Your output must consist solely of the lines from the one containing "I would be grateful if you could mark the hillside" through the end of the records, reproduced exactly.

Entries taken from a collection
┄┄┄┄┄┄┄┄┄┄┄┄┄┄┄┄┄┄┄┄

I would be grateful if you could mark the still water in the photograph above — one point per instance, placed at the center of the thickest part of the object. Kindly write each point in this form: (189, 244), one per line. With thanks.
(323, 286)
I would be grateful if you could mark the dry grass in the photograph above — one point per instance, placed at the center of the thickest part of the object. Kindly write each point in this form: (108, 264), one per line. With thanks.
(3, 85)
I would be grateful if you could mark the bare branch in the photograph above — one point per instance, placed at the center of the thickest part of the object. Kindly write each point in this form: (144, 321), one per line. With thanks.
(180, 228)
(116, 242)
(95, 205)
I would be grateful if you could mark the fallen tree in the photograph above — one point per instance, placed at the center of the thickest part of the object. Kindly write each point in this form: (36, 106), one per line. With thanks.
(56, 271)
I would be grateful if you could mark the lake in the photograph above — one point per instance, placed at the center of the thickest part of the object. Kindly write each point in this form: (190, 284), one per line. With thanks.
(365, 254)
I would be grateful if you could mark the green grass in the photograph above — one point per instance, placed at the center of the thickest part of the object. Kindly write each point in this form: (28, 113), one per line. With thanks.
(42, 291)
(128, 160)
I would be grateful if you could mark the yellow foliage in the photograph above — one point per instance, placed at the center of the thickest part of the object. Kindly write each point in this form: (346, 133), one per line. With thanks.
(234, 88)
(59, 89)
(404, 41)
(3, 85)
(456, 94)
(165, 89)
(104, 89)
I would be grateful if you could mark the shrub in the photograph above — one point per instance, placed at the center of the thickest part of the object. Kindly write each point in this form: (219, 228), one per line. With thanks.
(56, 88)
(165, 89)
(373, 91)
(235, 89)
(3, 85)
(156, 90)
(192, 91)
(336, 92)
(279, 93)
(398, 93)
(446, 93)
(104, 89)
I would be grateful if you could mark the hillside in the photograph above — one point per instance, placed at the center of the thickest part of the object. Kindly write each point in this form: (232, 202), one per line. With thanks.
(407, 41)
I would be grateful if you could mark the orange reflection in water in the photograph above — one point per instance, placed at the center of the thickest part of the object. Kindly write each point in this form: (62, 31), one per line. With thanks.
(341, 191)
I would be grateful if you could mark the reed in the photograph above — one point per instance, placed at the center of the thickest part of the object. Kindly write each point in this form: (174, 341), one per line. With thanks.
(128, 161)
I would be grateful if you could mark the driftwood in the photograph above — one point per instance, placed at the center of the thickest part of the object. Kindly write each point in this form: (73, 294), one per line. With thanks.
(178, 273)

┄┄┄┄┄┄┄┄┄┄┄┄┄┄┄┄┄┄┄┄

[WRITTEN REPLY]:
I would be grateful if you could mark the hillside in the photograph above — one point per instance, placed at the center of the thickest part of the object. Kindly write each point in this form: (232, 202), one per line. With thanks.
(407, 41)
I would be grateful if you could mark the orange reflection in water in the photograph above — one point per instance, placed at the center of the thickest part of the object. Kindly write each point in this form: (62, 31), one per line. With thanks.
(341, 191)
I would be grateful if you could mark the reed in the photograph above — one point per instance, placed at the center of the thickest part of the object. Kindly write each point in this form: (174, 341), one per line. With thanks.
(128, 161)
I would be grateful if you could mark the driftwood in the photograph above — one point per instance, placed at the center of the thickest part of the object. Kindly write each point in this form: (73, 294), one per line. With thanks.
(178, 273)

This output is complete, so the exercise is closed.